──────── Data for analysis
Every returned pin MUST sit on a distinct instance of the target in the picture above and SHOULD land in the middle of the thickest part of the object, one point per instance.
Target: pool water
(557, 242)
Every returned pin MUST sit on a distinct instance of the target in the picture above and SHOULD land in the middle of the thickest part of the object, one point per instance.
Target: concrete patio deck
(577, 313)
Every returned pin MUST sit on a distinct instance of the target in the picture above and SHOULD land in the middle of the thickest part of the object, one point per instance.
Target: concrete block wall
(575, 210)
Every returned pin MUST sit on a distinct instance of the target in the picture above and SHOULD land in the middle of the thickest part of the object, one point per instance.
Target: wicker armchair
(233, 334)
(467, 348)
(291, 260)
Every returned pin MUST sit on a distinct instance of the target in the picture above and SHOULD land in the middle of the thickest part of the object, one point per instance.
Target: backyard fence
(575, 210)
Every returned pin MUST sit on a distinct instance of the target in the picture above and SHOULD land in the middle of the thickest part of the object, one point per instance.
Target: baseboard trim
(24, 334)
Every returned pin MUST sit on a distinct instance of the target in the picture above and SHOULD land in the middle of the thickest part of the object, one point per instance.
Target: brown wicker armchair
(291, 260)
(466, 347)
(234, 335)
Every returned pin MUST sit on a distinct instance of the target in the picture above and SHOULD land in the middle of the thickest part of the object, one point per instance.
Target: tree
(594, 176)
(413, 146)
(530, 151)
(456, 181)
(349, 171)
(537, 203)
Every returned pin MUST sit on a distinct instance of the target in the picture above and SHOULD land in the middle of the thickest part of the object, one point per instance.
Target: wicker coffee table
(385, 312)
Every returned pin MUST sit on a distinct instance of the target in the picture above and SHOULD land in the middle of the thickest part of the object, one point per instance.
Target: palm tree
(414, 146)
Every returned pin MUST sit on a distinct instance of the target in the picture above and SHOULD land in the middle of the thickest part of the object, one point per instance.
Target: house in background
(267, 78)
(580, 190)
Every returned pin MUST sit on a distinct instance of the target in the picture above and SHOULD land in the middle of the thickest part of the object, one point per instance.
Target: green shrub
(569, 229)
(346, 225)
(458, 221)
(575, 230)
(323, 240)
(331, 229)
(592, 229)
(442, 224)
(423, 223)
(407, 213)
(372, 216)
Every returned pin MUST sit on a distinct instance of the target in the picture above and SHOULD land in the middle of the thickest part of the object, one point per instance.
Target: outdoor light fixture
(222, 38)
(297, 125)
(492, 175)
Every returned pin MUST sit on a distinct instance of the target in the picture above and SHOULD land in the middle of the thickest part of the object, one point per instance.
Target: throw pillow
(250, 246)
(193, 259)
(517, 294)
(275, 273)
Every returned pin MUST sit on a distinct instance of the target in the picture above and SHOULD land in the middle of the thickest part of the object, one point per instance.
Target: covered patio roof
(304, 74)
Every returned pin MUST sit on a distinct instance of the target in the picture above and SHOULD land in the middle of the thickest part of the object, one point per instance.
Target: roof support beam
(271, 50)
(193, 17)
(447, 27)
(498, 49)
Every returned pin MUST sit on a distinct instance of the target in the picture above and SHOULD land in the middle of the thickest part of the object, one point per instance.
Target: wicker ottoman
────────────────
Work to be completed:
Starting from the line that contains "Target: covered patio roof", transcribe each line to the end of the records above. Please add nothing.

Exercise result:
Target: covered patio roof
(304, 74)
Every returned pin MUST sit on a distinct instance of the target in the picture above and SHOULD land in the middle of the thickest part of the object, one point per instance.
Target: roof support beam
(271, 50)
(193, 17)
(447, 27)
(498, 49)
Every returned pin MUST sit on a distinct instance of the target in the picture above and SHOULD land in the middle of the thickest part of the object, one point per instance.
Target: wicker ottoman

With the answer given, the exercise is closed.